◆ Work instructions ◆
Could you please retype all of the entries exactly as they appear?

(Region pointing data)

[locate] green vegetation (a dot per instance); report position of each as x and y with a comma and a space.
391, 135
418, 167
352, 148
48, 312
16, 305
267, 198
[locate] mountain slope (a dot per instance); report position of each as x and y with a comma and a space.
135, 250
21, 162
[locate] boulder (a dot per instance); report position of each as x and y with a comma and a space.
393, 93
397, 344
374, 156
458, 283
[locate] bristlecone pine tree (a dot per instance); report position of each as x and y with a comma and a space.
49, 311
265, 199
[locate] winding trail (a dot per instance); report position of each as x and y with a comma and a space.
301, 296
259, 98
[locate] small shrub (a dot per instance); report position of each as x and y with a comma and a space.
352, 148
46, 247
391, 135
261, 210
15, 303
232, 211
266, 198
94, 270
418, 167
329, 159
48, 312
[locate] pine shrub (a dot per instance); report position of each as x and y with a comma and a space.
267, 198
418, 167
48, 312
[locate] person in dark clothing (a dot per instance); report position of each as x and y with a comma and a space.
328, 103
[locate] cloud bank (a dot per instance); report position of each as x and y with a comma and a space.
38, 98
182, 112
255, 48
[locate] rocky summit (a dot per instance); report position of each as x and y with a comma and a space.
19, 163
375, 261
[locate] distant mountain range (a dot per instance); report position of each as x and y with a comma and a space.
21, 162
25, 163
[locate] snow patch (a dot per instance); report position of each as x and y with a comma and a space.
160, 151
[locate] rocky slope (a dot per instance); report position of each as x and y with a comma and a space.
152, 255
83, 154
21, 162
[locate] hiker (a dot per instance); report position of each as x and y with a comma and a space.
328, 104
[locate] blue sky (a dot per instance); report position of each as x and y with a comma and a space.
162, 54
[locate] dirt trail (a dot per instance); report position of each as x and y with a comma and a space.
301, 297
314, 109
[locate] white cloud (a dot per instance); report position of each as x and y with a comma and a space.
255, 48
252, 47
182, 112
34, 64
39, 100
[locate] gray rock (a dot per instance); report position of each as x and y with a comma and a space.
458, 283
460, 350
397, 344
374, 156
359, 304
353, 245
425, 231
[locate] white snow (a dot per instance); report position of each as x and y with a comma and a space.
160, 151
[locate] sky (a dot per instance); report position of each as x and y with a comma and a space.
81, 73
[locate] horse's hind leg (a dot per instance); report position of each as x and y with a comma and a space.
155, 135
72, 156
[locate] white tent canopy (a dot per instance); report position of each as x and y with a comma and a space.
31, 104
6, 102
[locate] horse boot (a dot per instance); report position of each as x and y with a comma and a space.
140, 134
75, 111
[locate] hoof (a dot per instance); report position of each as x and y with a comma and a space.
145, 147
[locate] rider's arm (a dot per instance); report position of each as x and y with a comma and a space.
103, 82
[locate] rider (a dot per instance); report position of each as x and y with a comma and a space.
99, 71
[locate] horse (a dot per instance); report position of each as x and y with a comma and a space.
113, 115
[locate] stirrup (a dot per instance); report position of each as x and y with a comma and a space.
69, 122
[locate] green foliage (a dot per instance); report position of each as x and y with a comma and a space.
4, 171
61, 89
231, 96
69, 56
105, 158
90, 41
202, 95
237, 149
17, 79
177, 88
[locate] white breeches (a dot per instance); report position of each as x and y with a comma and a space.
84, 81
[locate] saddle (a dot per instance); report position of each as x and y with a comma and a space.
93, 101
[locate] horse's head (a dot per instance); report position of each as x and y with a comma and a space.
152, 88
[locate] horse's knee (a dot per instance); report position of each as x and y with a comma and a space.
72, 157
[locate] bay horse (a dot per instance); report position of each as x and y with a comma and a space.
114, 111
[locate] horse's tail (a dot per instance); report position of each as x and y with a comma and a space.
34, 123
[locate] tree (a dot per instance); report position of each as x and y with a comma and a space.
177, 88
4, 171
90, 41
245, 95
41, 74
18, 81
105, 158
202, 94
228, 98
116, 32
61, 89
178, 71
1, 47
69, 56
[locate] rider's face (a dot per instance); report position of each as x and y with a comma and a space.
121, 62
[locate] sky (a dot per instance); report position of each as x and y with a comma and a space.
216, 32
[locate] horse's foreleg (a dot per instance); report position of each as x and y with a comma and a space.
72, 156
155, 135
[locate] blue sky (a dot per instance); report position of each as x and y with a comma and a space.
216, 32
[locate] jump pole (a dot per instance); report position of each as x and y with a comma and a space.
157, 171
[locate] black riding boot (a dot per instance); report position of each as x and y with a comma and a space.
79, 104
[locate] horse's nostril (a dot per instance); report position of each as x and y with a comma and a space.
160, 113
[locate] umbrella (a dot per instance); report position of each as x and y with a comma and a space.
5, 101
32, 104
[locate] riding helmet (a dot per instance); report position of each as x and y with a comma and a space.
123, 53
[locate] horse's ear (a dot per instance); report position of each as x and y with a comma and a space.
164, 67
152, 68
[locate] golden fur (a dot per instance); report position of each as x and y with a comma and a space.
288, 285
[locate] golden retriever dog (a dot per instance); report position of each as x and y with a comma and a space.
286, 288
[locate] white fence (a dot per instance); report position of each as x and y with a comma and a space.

◆ Exercise result ◆
[locate] green vegetation (a dot per instance); report position of each as x and y with a comma and a space.
391, 135
418, 167
352, 148
48, 312
16, 305
267, 198
[locate] mountain slope (a dot per instance); report position of each as x and y with a comma and a space.
135, 250
21, 162
[locate] boulder (a dot per instance); report position of each as x and y with a comma and a space.
393, 93
397, 344
374, 156
458, 283
[locate] bristlecone pine tree (a dot per instance); report position of each as x and y with a comma and a space.
49, 311
265, 199
[locate] winding trail (a dot per instance); report position of each as x and y with a comma and a space.
301, 296
259, 98
[locate] small shrub (a dot per instance); report position of each as x and y with a comma and a space.
352, 148
46, 247
391, 135
261, 210
15, 303
232, 211
266, 198
94, 270
418, 167
329, 159
48, 312
[locate] pine shrub (a dot per instance); report position of each as x and y with a comma and a space.
267, 198
418, 167
48, 312
[locate] person in dark clothing (a dot per instance); report position of each as x and y with a comma and a space.
328, 103
[locate] cloud bank (a dot per instance); report position of each as x and y with a comma and a space.
38, 98
182, 112
255, 48
[locate] rocky summit (a dot per instance); report position of each as x and y with a comma and a space.
19, 163
375, 261
[locate] distant mountain range (a dot per instance); report position of each as x and y with a comma and a space.
21, 162
25, 163
[locate] snow patch (a dot per instance); report position of each as x and y with a comma and a space.
160, 151
[locate] rocky slope (a dot per instance); report position of each as x and y with a comma and a space.
152, 255
83, 154
21, 162
[locate] hiker (a dot per instance); report position of each as x and y with a comma and a space.
328, 104
[locate] blue sky (a dot per instance); report position of each as x and y with a comma and a space.
162, 54
[locate] dirt trail (a dot per instance); report position of each as x and y with a comma and a space.
301, 297
314, 109
[locate] white cloud (a dot per instance); report position of each as x and y with a comma and a space.
255, 48
252, 47
182, 112
34, 64
39, 100
[locate] gray rock (a dot per instance); report position of each as x and y with a comma and a space.
458, 283
460, 350
397, 344
374, 156
359, 304
353, 245
425, 231
[locate] white snow (a dot per instance); report position of each as x and y with a comma and a space.
160, 151
[locate] sky (a dot per instance); report position of each as x and y with a comma and a space.
81, 73
[locate] horse's hind leg (a dot per instance); report position of each as x and y with a comma and a space.
155, 135
72, 156
[locate] white tent canopy (a dot per instance); report position of each as x and y with a comma and a space.
31, 104
6, 102
[locate] horse boot (a dot per instance); report position of each as x and y with a comma and a space.
140, 134
75, 111
[locate] hoof (a dot per instance); report position of each as x and y with a comma and a space.
145, 147
[locate] rider's arm (a dot per instance); report position of each as x and y with a comma and a space.
103, 82
[locate] rider (a dot per instance); report position of each as x and y with a comma and a space.
99, 71
[locate] horse (a dot per instance); report position of each as x and y with a comma and a space.
113, 115
[locate] stirrup (a dot per instance); report position of each as x and y with a comma and a space.
69, 122
[locate] green foliage (a dot per instance); report position of each as x and y with a comma and a space.
4, 171
61, 89
231, 96
69, 56
105, 158
90, 41
202, 95
237, 149
17, 79
177, 88
[locate] white breeches (a dot per instance); report position of each as x and y with a comma and a space.
84, 81
[locate] saddle (a dot per instance); report position of each as x and y with a comma and a space.
93, 101
[locate] horse's head (a dot per instance); report position of each as x and y with a comma and a space.
152, 88
[locate] horse's knee (a dot per instance); report position of each as x and y with a comma and a space.
72, 157
[locate] bay horse (a dot per instance); report position of each as x and y with a comma and a space.
114, 111
[locate] horse's tail (a dot per instance); report position of each as x and y with a comma and a space.
34, 123
[locate] tree (a dot per instance); report position of each as x and y with a comma and a space.
177, 88
4, 171
90, 41
245, 95
41, 74
18, 81
105, 158
202, 94
228, 98
116, 32
61, 89
178, 71
1, 47
69, 56
[locate] rider's face (a dot per instance); report position of each as x and y with a comma and a space.
121, 62
[locate] sky (a dot per instance); report position of each as x and y with a comma and a space.
216, 32
[locate] horse's foreleg (a dot per instance); report position of each as x and y with a comma and a space.
72, 156
155, 135
[locate] blue sky (a dot per instance); report position of each as x and y with a comma and a space.
216, 32
[locate] jump pole (a dot per instance); report position of each as x and y with a comma and a space.
157, 171
[locate] black riding boot (a dot per instance); report position of each as x and y with a comma and a space.
79, 104
[locate] horse's nostril (a dot per instance); report position of each as x and y with a comma and a space.
160, 113
[locate] umbrella (a dot per instance); report position of each as x and y with a comma and a space.
5, 101
32, 104
[locate] riding helmet (a dot per instance); report position of each as x and y with a comma and a space.
123, 53
[locate] horse's ear (a dot per instance); report position of each as x and y with a comma and a space.
164, 67
152, 68
[locate] golden fur (a dot per instance); report position of each as x and y with a comma and a space.
288, 285
[locate] golden retriever dog (a dot per instance); report position of each as x and y with a comma and a space.
286, 288
[locate] white fence (a dot per instance); report position of each as x and y with a comma and a space.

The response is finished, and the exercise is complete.